The task. Every entry should be duplicated verbatim, and no picture may appear in the copy.

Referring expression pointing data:
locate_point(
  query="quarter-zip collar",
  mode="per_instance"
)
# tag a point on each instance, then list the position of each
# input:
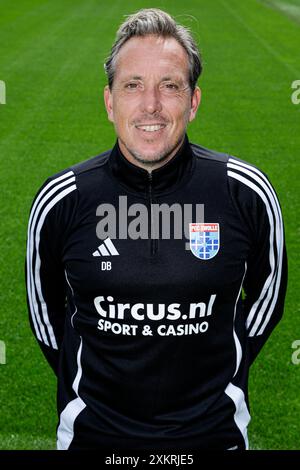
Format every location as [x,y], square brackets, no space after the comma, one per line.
[164,178]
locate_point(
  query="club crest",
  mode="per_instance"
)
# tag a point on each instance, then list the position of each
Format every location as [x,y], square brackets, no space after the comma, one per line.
[204,240]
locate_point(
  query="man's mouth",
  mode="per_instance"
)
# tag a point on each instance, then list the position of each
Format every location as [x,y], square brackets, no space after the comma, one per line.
[150,127]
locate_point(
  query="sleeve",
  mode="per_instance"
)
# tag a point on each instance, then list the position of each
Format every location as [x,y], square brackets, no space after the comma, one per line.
[265,280]
[49,220]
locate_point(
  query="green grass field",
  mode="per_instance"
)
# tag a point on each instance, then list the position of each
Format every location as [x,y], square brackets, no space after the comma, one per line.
[51,60]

The completed task.
locate_point(
  query="quarter-zip collar",
  mode="per_instance"
)
# tag a point on each instance, then list the position of each
# input:
Format every location as [x,y], square brackets, no space after the comma, one per line.
[164,178]
locate_point(
  query="club crest",
  mode="per_instance"
)
# tag a point on each instance, then list the position of each
Format every location as [x,y], square brackets, no space after the comma, one per line.
[204,240]
locate_point(
  query="man's mouth",
  mode="per_instance"
)
# tag a point on each instance, then list the position of each
Format every location as [x,y], square brackets, no space after the comma, one per line.
[150,127]
locate_point(
  query="sleeve",
  mode="per_instance"
)
# tag a point on each instance, then list the position of each
Format every location as [x,y], square brackets, no space after the comma, one per line.
[265,280]
[49,220]
locate_point(
  query="green grass field",
  mode="per_instance"
)
# tag a point on each instance, then list the position of each
Format every location as [x,y], square brackets, no space after the comma, one per line.
[51,60]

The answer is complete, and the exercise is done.